▶ Excerpts from a dataset:
= Beginning of Section =

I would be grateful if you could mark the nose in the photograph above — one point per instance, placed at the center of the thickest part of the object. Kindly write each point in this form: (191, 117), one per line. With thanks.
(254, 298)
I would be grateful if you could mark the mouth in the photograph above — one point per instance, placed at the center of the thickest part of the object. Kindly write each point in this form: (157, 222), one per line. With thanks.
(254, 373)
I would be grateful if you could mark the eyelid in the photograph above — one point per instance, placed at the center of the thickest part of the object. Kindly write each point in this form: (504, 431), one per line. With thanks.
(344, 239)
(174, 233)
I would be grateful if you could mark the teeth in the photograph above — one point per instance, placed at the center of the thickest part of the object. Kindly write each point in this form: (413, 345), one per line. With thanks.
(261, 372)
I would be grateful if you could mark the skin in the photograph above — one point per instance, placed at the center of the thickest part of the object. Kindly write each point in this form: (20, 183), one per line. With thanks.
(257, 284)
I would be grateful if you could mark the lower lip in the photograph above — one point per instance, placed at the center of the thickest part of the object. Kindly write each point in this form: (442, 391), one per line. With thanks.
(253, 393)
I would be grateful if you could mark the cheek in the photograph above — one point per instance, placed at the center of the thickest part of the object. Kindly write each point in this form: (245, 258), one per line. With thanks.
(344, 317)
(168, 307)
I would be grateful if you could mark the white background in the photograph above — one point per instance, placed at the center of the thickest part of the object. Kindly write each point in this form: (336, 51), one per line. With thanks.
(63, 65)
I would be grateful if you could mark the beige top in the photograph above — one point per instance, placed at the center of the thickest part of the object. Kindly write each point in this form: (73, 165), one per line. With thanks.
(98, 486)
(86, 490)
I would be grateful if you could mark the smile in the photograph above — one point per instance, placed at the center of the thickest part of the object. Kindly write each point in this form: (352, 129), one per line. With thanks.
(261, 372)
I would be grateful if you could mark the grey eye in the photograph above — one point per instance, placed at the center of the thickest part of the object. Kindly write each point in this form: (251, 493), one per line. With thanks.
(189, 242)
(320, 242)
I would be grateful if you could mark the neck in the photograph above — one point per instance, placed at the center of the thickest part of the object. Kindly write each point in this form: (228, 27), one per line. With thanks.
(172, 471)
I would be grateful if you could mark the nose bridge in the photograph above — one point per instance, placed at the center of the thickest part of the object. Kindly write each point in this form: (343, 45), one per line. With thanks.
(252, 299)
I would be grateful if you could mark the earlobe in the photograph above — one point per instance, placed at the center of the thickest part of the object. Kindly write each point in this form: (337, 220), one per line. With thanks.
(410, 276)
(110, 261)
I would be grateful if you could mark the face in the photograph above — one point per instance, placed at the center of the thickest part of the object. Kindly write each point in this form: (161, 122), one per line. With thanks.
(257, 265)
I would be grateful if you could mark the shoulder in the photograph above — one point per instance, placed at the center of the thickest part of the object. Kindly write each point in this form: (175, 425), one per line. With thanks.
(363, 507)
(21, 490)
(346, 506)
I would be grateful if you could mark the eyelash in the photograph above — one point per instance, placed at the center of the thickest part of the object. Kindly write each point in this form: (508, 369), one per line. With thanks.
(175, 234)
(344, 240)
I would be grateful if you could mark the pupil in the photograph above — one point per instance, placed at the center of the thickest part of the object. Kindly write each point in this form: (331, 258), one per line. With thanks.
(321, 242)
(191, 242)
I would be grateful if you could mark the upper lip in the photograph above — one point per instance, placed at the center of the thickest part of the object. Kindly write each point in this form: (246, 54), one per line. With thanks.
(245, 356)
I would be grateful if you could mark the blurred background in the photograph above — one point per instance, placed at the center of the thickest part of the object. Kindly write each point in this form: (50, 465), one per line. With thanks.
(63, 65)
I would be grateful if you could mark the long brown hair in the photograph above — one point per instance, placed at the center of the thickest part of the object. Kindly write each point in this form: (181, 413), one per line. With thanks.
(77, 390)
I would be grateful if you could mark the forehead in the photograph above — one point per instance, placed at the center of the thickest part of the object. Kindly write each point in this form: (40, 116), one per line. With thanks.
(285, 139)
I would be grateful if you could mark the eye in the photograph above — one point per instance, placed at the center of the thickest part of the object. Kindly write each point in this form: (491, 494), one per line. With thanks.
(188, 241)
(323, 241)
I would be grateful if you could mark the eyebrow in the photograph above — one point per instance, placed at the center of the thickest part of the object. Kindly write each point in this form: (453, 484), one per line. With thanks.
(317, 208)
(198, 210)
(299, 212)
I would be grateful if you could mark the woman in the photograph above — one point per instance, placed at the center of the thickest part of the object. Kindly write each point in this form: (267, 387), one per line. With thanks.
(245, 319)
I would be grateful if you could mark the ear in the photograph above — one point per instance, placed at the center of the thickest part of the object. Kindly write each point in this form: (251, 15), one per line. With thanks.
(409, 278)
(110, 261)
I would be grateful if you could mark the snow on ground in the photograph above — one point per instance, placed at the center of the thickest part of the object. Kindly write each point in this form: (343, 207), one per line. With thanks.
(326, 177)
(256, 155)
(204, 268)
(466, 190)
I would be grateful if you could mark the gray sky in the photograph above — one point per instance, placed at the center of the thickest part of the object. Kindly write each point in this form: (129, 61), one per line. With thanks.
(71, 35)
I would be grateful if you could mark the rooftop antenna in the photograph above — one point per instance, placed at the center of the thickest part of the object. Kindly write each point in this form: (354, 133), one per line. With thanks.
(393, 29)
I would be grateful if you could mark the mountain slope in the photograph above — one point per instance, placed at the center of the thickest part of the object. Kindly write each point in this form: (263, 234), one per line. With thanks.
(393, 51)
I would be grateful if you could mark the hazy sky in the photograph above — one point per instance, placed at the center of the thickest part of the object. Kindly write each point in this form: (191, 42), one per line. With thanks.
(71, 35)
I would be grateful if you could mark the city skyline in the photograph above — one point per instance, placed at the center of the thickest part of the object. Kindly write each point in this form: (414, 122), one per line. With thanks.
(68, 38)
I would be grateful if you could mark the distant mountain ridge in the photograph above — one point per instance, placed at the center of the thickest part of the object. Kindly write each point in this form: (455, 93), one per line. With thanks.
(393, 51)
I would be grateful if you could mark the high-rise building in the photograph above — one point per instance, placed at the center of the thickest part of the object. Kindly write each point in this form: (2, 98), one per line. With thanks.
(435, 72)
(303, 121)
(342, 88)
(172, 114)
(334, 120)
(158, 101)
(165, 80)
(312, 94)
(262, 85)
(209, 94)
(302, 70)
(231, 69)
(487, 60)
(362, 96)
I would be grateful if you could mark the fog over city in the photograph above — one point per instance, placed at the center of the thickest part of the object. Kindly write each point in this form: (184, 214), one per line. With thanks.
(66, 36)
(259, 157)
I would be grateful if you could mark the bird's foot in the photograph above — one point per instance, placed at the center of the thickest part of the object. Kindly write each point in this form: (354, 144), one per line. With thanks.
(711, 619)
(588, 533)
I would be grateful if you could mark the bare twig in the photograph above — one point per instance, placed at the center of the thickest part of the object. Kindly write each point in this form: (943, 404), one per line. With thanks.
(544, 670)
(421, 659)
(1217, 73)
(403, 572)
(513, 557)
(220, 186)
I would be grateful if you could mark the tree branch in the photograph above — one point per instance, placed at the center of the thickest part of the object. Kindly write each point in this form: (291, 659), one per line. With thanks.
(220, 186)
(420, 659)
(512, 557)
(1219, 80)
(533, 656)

= End of Section =

▶ Exercise instructions:
Print the records again in their entirety, character for character.

▶ Result of the task:
I would be grateful if you could mark the nose in the photograph above — one point per instance, placed at the center of the thickest part of the object. Kindly write each point in this form: (191, 117), one per line. With thanks.
(254, 298)
I would be grateful if you could mark the mouth in the photograph above — one point per instance, placed at the center of the thickest part of the object. Kindly write each point in this form: (157, 222), one per line. With thanks.
(254, 373)
I would be grateful if you could mark the eyelid in the photograph above — one point per instance, placed at the center of the thickest part of the object. Kindly write each point in this form: (504, 431), one per line. With thanks.
(344, 239)
(174, 233)
I would be grateful if you could mark the teeth in the photograph above — one point per instance, placed at the center of the thickest part of the object. Kindly write each point in this form: (413, 345), one per line. With thanks.
(261, 372)
I would be grateful if you could mark the skin in the photograph above — one point per instance, placed at the center of the thickest part of the object. Kindly write each point in this form: (20, 183), one per line. With thanks.
(257, 284)
I would be grateful if you could mark the lower lip in the photograph above — one point per instance, placed at the center of the thickest part of the object. Kindly write each point in this form: (442, 391), one per line. With thanks.
(253, 393)
I would be grateful if you could mark the cheek in the photograph above — one point per instance, placed at the center of the thickest part of the object. Kindly write each point in this form: (245, 258), one per line. With thanks.
(344, 317)
(168, 307)
I would be grateful if you could mark the white background in the photograph above — one point per instance, placed at the center of the thickest part of the object. Kindly write each point in this form: (336, 51), one per line. With thanks.
(63, 65)
I would be grateful if you could mark the beige top in the photograph above — one point per instance, placed at the center of the thickest part of the object. Kindly write each point in this form: (73, 165), one per line. With thanks.
(98, 486)
(86, 490)
I would be grateful if you could mark the smile in the photograph above — one point per instance, placed at the center of the thickest part of the object. Kindly write each point in this form: (352, 129), one per line. With thanks.
(261, 372)
I would be grateful if you could mark the grey eye in the photograph above — one point per instance, placed at the center of the thickest part of the object. Kindly write each point in this form: (251, 493), one per line. With thanks.
(189, 242)
(320, 242)
I would be grateful if you could mark the neck in the photograph above — one point per instance, placed at the center of the thickest part of the object. Kindly write each point in this form: (228, 27), one per line. With thanks.
(172, 471)
I would be grateful if you could mark the nose bridge in the photograph above — one point per instance, placed at the center of the thickest part of the object. Kindly write each point in this form: (343, 45), one per line. With thanks.
(252, 299)
I would be grateful if you could mark the earlobe in the photograph above — one point per instance, placed at the center of the thickest part of the object. Kindly write each point in this form: (337, 220), one per line. With thanks.
(410, 276)
(110, 261)
I would be grateful if you could mark the face in the photograph above — one point per instance, placed at the center of the thickest part of the object. Kindly write each point in this form: (161, 122), one per line. With thanks.
(257, 265)
I would be grateful if you could mark the shoulder in the photograph above — one point per instance, placed at the center of the thickest part of the object. Kindly write each point in this form: (175, 425), one per line. With thanks.
(363, 507)
(21, 490)
(346, 506)
I would be grateful if you could mark the eyelash in the photograph above — one point per instance, placed at the center of the thickest part of the object. Kindly write each point in this form: (508, 369), one per line. With thanks.
(175, 234)
(344, 240)
I would be grateful if you could mark the pupil in the photograph above — one point per instance, placed at the center of the thickest part of the object. Kindly write each point in this form: (331, 258), one per line. With thanks.
(321, 242)
(191, 242)
I would be grateful if you could mark the upper lip in the photograph above — one point per instance, placed at the center of the thickest part of the object. Kindly write each point in this form: (246, 54), one per line. With thanks.
(245, 356)
I would be grateful if you could mark the blurred background in the photograph above — one point per instance, placed at the center of the thickest part of the object. Kindly write each point in this form: (50, 465), one per line. With thanks.
(63, 65)
I would be grateful if you could mark the long brown hair in the photograph above — one point per instance, placed at the center of the thickest part of the object. Kindly write each point in this form: (181, 413), one per line. With thanks.
(77, 390)
I would be grateful if you could mark the forehead in the photograph above — one point per instance, placed at the center of the thickest part of the object. Kindly write each point in this form: (40, 116), one per line. With thanks.
(285, 139)
I would be grateful if you could mark the eye in the photograph above — one point per instance, placed at the center of the thickest part of the object. Kindly write each point in this form: (491, 494), one per line. With thanks.
(188, 241)
(323, 241)
I would be grateful if you could mark the eyebrow in the photograph above — one point per instance, placed at the center of the thickest part of the object. Kindly write each point in this form: (453, 484), one per line. With thanks.
(317, 208)
(198, 210)
(299, 212)
I would be grateful if you could mark the woman in the photograph above — one point per instance, placed at the center of the thickest part of the object. Kindly write each point in this form: (267, 387), one per line. With thanks.
(245, 319)
I would be grateful if you could mark the ear in the photograph above — one point per instance, placed at the center of the thickest part of the object. Kindly write each point in this form: (251, 15), one per line. With thanks.
(409, 278)
(110, 261)
I would be grateful if you could mark the snow on ground in the photograph above — one point per instance, placed at the center of the thickest part of the object. Kindly write each point in this form: (343, 207), one per line. With thanks.
(326, 177)
(256, 155)
(204, 268)
(466, 190)
I would be grateful if you could mark the gray sky in the photograph above — one point per instance, placed at the center of the thickest part of the object. Kindly write each point in this form: (129, 61), one per line. With thanks.
(71, 35)
I would be grateful if you could mark the rooftop antenna in the photograph above — one point per instance, placed at the center of the thickest part of the object. Kindly write each point in this form: (354, 133), one per line. With thanks.
(393, 29)
I would be grateful if you could mark the mountain slope in the photograph above — one point per instance, placed at the center of the thickest part of the object. Kindly write each point in this form: (263, 234), one per line. With thanks.
(393, 51)
I would be grateful if you could mark the hazy sky in the photograph above — one point per instance, placed at the center of the thickest part of the object. Kindly write each point in this form: (191, 42), one per line. With thanks.
(71, 35)
I would be grateful if you could mark the city skyline in the photograph above — one point per instance, placed at the center of the thickest part of the object. Kindly write each point in this form: (414, 122), one per line. With thanks.
(68, 38)
I would be grateful if you could mark the distant mountain ridge in the photograph above — one point per instance, placed at the center of the thickest part of the object. Kindly write each point in this form: (455, 93), one per line. With thanks.
(393, 51)
I would be grateful if you could mark the high-rise building in the photograph above — one point per instance, placed at the center of the thickest part of the object. Kindly write each point in this form: (2, 98), one per line. With thanks.
(435, 72)
(303, 121)
(342, 88)
(172, 114)
(334, 120)
(158, 101)
(165, 80)
(312, 94)
(262, 85)
(209, 94)
(302, 70)
(231, 69)
(487, 60)
(362, 96)
I would be grateful if you could mark the fog over city in the photograph above — one point per instance, placed at the center of the thickest part of the object. Kindly write each point in this form: (184, 214), one per line. With thanks.
(66, 36)
(259, 157)
I would be grateful if you could mark the bird's foot in the photograph above — one point per instance, placed at the center of the thickest part of the object. Kindly write each point in this form: (354, 144), one per line. With thanks.
(711, 619)
(588, 533)
I would be grateful if you could mark the bare twig in the photograph above — one point per instance, placed at the center of the thickest part of the object. Kindly write each point in this form: (943, 404), one per line. With thanks.
(544, 670)
(421, 659)
(1217, 73)
(403, 572)
(513, 557)
(220, 186)
I would be grateful if you could mark the tree branch in the photograph above — one point per instance, placed at the center of the thickest part of the object. Kindly write each point in this form: (291, 659), one per line. With thanks.
(220, 186)
(420, 659)
(512, 557)
(1219, 80)
(533, 656)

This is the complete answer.